From the Ceph bug report, extract the text starting at "During the deployment" and ending at "specific problem repetition.".

::: PASSAGE PROVIDED

Bug #63209: Optimized the design of pg unknown blocking the continued creation of normal pg caused by node anomalies etc - Ceph - Ceph

Actions

Copy link

Bug #63209

open

Optimized the design of pg unknown blocking the continued creation of normal pg caused by node anomalies etc

Added by wenjuan wang 7 months ago. Updated 7 months ago.

Status:

New

Priority:

Normal

Assignee:

Category:

Target version:

% Done:

Source:

Tags:

Backport:

Regression:

Severity:

3 - minor

Reviewed:

Affected Versions:

ceph-qa-suite:

Pull request ID:

Crash signature (v1):

Crash signature (v2):

Description

During the deployment of a host-level, three-replica Ceph cluster, we encountered an anomaly with one of the nodes, hence no OSD was created on this node. Subsequently, when we directly created a host-level pool, we found that the pg could not be created on this abnormal node, which was expected. However, what surprised us was that PGs could not be created on all the normal nodes following this abnormal node either. This led to a large number of PGs in the cluster remaining in a 'creating' state.

Actions

Copy link

Updated by wenjuan wang 7 months ago

We can do a specific problem repetition.

We started the ceph cluster with vstart, the cluster consists of 5 nodes, each node 10 osd, each node creates a three-replica pool，and each pool has 1024 pgs

1. vstart create a ceph cluster

# Create 50 OSDs, corresponding to 5 hosts, with each host containing 10 OSDs.

::::::
::: ROWS

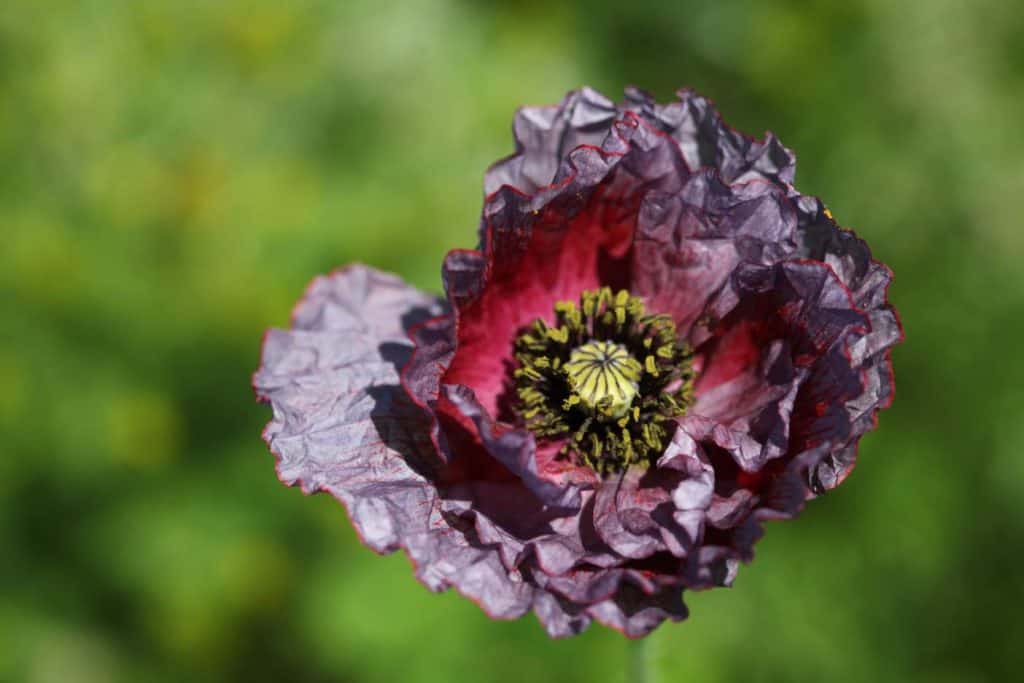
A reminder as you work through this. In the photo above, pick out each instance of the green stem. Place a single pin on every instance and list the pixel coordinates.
(638, 660)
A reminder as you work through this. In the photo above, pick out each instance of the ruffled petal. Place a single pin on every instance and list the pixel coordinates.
(343, 424)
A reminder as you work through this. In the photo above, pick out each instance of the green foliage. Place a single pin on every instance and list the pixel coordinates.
(175, 171)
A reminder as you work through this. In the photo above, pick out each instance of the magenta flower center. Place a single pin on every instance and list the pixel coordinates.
(607, 379)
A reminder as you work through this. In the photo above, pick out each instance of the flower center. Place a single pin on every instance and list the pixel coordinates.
(606, 378)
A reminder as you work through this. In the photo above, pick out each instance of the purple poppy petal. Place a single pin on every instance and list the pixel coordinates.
(342, 424)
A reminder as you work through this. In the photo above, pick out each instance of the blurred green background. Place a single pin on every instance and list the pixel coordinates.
(175, 171)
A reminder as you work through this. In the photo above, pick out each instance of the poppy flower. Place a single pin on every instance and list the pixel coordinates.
(658, 345)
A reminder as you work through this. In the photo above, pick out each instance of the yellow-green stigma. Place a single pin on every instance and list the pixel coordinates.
(606, 378)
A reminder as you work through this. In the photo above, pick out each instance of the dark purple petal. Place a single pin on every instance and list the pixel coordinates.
(342, 424)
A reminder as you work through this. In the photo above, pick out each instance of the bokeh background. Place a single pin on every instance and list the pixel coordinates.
(175, 171)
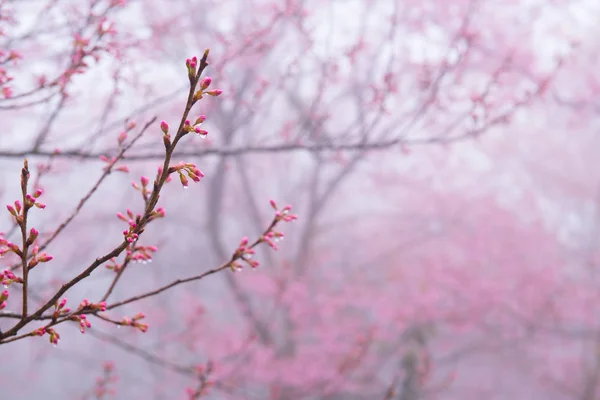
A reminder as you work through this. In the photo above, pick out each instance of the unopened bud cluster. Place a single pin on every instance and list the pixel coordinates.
(54, 336)
(134, 321)
(188, 169)
(60, 309)
(133, 222)
(3, 298)
(143, 187)
(245, 252)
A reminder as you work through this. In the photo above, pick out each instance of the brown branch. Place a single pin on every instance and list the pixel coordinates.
(152, 201)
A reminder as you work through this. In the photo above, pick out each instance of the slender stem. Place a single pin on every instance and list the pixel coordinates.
(23, 225)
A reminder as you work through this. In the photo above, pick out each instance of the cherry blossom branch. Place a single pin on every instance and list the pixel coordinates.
(107, 171)
(195, 70)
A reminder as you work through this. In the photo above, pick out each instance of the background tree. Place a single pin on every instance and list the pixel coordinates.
(440, 155)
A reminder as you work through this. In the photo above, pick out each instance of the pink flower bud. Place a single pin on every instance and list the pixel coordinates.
(122, 137)
(205, 82)
(164, 127)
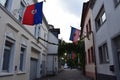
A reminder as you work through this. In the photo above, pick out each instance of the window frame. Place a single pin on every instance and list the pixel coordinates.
(21, 11)
(11, 63)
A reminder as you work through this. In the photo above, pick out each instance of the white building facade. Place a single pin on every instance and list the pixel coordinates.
(23, 54)
(107, 38)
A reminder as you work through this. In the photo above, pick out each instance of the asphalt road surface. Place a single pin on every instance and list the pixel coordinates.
(68, 74)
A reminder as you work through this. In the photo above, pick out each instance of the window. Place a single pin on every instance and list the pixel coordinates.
(103, 53)
(116, 2)
(7, 56)
(22, 58)
(4, 2)
(22, 7)
(101, 18)
(92, 54)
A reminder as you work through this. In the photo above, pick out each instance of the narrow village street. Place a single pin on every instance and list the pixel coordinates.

::::::

* EXERCISE ANSWER
During the deployment of a host-level, three-replica Ceph cluster, we encountered an anomaly with one of the nodes, hence no OSD was created on this node. Subsequently, when we directly created a host-level pool, we found that the pg could not be created on this abnormal node, which was expected. However, what surprised us was that PGs could not be created on all the normal nodes following this abnormal node either. This led to a large number of PGs in the cluster remaining in a 'creating' state.

Actions

Copy link

Updated by wenjuan wang 7 months ago

We can do a specific problem repetition.